─── DATA EXTRACT ───
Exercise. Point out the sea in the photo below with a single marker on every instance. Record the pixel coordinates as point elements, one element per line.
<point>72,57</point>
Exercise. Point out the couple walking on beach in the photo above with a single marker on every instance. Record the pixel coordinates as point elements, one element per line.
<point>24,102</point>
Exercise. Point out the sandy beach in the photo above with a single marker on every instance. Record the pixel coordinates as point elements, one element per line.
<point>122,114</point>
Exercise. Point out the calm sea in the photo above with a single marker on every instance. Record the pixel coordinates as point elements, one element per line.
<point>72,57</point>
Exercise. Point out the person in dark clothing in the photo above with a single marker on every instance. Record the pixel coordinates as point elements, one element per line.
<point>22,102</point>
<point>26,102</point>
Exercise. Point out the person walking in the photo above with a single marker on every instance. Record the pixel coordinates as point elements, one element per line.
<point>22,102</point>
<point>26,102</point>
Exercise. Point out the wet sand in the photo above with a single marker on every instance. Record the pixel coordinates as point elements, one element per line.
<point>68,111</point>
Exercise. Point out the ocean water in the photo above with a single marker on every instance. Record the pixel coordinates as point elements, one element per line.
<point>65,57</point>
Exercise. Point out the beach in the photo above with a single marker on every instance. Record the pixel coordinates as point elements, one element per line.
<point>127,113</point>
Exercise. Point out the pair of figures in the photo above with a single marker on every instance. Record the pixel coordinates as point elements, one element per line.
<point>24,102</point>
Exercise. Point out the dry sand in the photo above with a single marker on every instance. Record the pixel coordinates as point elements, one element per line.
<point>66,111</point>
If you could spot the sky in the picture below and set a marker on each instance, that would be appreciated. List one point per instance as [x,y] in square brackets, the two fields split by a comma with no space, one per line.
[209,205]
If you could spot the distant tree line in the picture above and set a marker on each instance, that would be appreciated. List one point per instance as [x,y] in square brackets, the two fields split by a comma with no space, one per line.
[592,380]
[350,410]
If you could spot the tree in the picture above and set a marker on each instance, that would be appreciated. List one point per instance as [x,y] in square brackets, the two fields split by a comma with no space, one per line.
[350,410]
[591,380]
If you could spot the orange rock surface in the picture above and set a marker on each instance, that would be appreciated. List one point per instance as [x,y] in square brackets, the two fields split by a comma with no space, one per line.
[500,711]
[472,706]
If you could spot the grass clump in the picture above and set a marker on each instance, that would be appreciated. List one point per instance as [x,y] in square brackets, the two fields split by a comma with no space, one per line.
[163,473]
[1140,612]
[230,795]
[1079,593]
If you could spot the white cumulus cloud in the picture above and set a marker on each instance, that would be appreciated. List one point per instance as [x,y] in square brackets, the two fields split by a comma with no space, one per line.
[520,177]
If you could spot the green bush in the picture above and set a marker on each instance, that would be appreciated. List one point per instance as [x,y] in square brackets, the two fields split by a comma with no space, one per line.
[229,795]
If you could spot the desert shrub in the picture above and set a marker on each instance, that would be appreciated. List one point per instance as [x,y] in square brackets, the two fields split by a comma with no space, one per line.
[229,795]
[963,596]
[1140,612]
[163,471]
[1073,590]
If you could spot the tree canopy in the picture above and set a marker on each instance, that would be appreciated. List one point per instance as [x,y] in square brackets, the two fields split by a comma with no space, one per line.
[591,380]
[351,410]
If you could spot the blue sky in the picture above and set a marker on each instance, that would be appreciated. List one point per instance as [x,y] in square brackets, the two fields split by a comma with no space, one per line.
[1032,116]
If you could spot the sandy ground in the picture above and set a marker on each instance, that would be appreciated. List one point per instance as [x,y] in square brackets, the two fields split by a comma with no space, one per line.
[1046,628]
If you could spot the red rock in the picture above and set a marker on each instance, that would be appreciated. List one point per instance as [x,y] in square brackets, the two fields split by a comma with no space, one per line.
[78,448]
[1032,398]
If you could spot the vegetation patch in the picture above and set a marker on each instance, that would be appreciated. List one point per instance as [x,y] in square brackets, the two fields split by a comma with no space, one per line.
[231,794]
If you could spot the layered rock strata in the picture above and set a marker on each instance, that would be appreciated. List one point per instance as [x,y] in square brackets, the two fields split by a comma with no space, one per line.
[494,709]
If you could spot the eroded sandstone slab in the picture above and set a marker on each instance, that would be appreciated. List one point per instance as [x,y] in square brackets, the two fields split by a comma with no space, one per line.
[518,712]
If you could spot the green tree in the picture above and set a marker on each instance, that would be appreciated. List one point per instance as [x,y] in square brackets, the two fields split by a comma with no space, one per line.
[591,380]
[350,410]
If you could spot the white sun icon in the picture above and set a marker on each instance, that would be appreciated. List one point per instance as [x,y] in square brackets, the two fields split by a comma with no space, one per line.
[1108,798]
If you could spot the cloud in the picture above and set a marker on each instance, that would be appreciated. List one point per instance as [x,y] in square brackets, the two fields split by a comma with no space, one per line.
───
▶ **WHAT IS NEEDED**
All the entries above need to be reproduced exactly.

▶ **REPLY TO THE TASK**
Exercise. Point out the sea in the photo below with a single marker on every instance. Record the pixel coordinates as point elements, one element per line.
<point>72,57</point>
Exercise. Point out the couple walking on beach in the photo above with a single marker on every instance. Record the pixel coordinates as point elements, one element per line.
<point>24,102</point>
Exercise. Point out the sandy beach in the photo above with a single marker on every instance. Record the pixel coordinates as point elements, one element per line.
<point>122,114</point>
Exercise. Point out the calm sea in the photo above with a single marker on every instance. Record the pixel coordinates as point elements, one element per line.
<point>72,57</point>
Exercise. Point out the person in dark clothing in the photo above with a single marker on every instance. Record the pixel coordinates as point elements, one element per line.
<point>22,102</point>
<point>26,102</point>
Exercise. Point out the person walking in the photo above with a single marker on every instance. Record the pixel coordinates as point elements, one element per line.
<point>22,102</point>
<point>26,102</point>
Exercise. Point out the wet sand in the photo above with a single marker on every instance. Record the pixel coordinates as point elements, one element per line.
<point>68,111</point>
Exercise. Point out the ocean water in the photo above with a single marker on every instance. Record the pixel coordinates as point elements, one element per line.
<point>65,57</point>
Exercise. Point out the beach in the photo above with a single marker on every instance. Record the pixel coordinates as point elements, one element per line.
<point>127,113</point>
Exercise. Point out the pair of figures in the photo above with a single marker on every instance. Record the pixel coordinates as point elements, one element per line.
<point>24,102</point>
Exercise. Point out the dry sand in the photo above with a single marker on every instance. Record the pixel coordinates as point elements, one element per line.
<point>66,111</point>
If you could spot the sky in the picture below and set a marker on each instance, that would be appreciated. List one point per instance as [x,y] in square brackets, the two fields split by a comma with no space, one per line.
[209,205]
If you could spot the distant tree line in the picture above and set a marker on each instance, that would be appreciated. List one point per instance as [x,y] in square brackets, the two fields split by a comma with no space, one per line.
[592,380]
[350,410]
If you could spot the tree in the picture above and set a marker on each instance, that would be appreciated. List one point per instance as [x,y] in square brackets, the two fields split by a comma with no space, one per line.
[350,410]
[591,380]
If you could spot the orange rock surface in the picture above and set a marker on each instance, that would be appreciated. List one point per instance as [x,y] in square brackets, the two fields split by a comma with no space, one per line.
[500,711]
[472,706]
If you could spot the grass clump in the picture above and set a marker on each instance, that would be appreciated. List one point per instance as [x,y] in square brackets, the two fields split by a comma with no space, one per line.
[163,473]
[1140,612]
[230,795]
[1079,593]
If you could spot the white cumulus cloud in the picture above and set a marker on each instance, that would be appreciated. List one point per instance as [x,y] in square brackets, the two fields split by a comma with no space, one per line.
[520,177]
If you could spot the green bush in the picture above and set a marker on each instance, that would be appreciated. List one point per instance as [x,y] in square brackets, the two fields split by a comma with no space, one per line.
[229,795]
If you could spot the desert shrub in the picture above and set a marker on each instance, that would be appreciated. List one point per instance as [x,y] in square brackets, the two fields split by a comma with no space, one per line.
[229,795]
[963,596]
[1140,612]
[163,471]
[1073,590]
If you could spot the tree canopy in the picture above and set a marker on each instance, that would be appreciated. List one point per instance as [x,y] in square brackets, the two fields split by a comma with no space, one per line.
[591,380]
[351,410]
If you could spot the blue sky in the picture above and set a marker on each instance, that would be appreciated. List one point per instance as [x,y] in square brackets, the two fields split by a comma with no space, one per line.
[1032,116]
If you could spot the sandy ground in the picture above and set a marker on each instance, that would be appreciated. List one point per instance as [x,y] in square brackets, the two fields split by a comma with no space, one per line.
[1046,628]
If you could spot the red rock in the picture above and set a marker on each instance, that would be appreciated. List one point per instance as [x,y] in square brackets, the two fields split by a comma with no space, one per line.
[78,448]
[1032,398]
If you could spot the vegetation patch in the picture above and set a marker on each instance, that would be appreciated. List one point per instance as [x,y] in square brackets, the two fields split by a comma with no space, one per line.
[231,794]
If you could spot the layered rock strata in the picture above and set a marker on each instance, that would be appreciated. List one point per instance as [x,y] in square brackets, the two fields split by a comma with no space, one per line.
[494,709]
If you could spot the eroded sandstone slab in the picture above and set a marker on each instance, that would be appreciated. List one point per instance as [x,y] in square brackets, the two fields split by a comma with no space, one per line.
[518,712]
If you could spot the green tree in the picture above and set a marker on each instance, that would be appreciated. List one point per instance as [x,y] in square brackets, the two fields split by a comma with no space, one per line.
[591,380]
[350,410]
If you could spot the white sun icon in the picture above and set a marker on each instance, that would be appreciated. List one point per instance as [x,y] in square brackets, the two fields split by a comma with no space, one per line.
[1108,798]
If you could spot the cloud in the picture above and set a marker on each instance, that would be appreciated. List one point per instance as [x,y] in square brackets, the two fields split by a comma with no space, one per line.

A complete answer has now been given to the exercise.